> [TASK]: With the pictures set aside, reproduce each entry precisely as it reads.
RECORDS SUPPLIED: Begin
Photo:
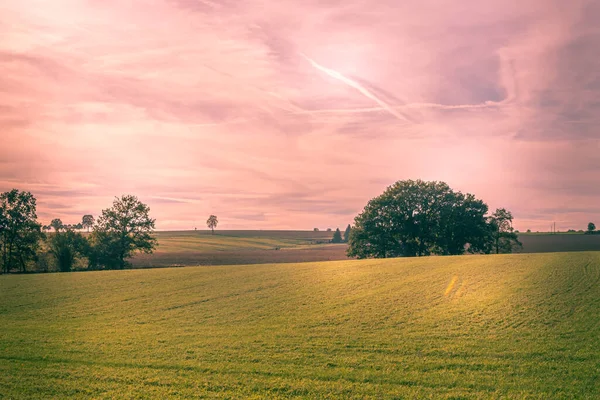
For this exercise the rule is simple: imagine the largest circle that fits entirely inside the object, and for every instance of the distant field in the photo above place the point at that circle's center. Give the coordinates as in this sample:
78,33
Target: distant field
545,243
509,326
241,247
259,247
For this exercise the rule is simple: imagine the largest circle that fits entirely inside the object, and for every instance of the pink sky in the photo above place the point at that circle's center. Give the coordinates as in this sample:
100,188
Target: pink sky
293,114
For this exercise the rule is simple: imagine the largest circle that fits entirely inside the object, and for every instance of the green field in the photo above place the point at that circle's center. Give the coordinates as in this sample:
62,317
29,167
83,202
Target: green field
512,326
184,248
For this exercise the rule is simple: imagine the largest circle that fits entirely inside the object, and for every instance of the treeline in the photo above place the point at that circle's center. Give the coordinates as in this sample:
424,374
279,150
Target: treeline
116,235
417,218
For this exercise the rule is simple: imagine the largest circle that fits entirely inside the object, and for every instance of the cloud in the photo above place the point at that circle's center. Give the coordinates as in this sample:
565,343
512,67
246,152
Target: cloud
202,106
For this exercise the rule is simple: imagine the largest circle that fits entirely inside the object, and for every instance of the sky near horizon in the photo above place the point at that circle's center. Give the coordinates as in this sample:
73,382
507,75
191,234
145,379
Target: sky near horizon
293,114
RECORDS SUPPLIED: End
> [FINAL ANSWER]:
Photo:
For this exercise the rule is simple: imagine the largest circle that fits entirely inside the object, and for every instance of the distant field in the photo above place the point at that circle's center. Give the coordinates as in this sample:
78,33
Target: distant field
545,243
509,326
241,247
259,247
For this exercise the rule is simple: imagine the largest circle that fits entirely inside the object, and for every instance of the pink sky in the photo above place the point at that circle's center. Give the coordinates as in this sample:
100,188
Target: pink sky
293,114
For this exercise the rule is simple: imagine the largest circle that fits entirely inside the object, and for every instance of the green field in the photo above place the point at that circle's center. Give the coordinates as in this sample:
62,317
29,167
83,202
Target: green field
512,326
184,248
For this exercise the rule is simple: imagine the largest circle that fits entirely inside the object, and for every instance of the treeline in the photo above place the point at that circle's center. Give the coordinates as in this sample:
424,374
279,150
Target: treeline
116,235
417,218
For this exercise the rule is simple: imagine the largest circle that fits entirely inside the object, and for every instance of the cloud in the photo above place the point at that circle's center. Give the coordinates as in this sample:
565,343
512,67
246,152
Target: cloud
202,106
For this exercise the rule is simple: imagine the largest circle that fits entirely inside the object, and for every instance of the sky near horizon in the photo above place the point at that circle's center. Give the coordinates as in this sample:
73,382
507,75
191,234
145,379
Target: sky near horizon
293,114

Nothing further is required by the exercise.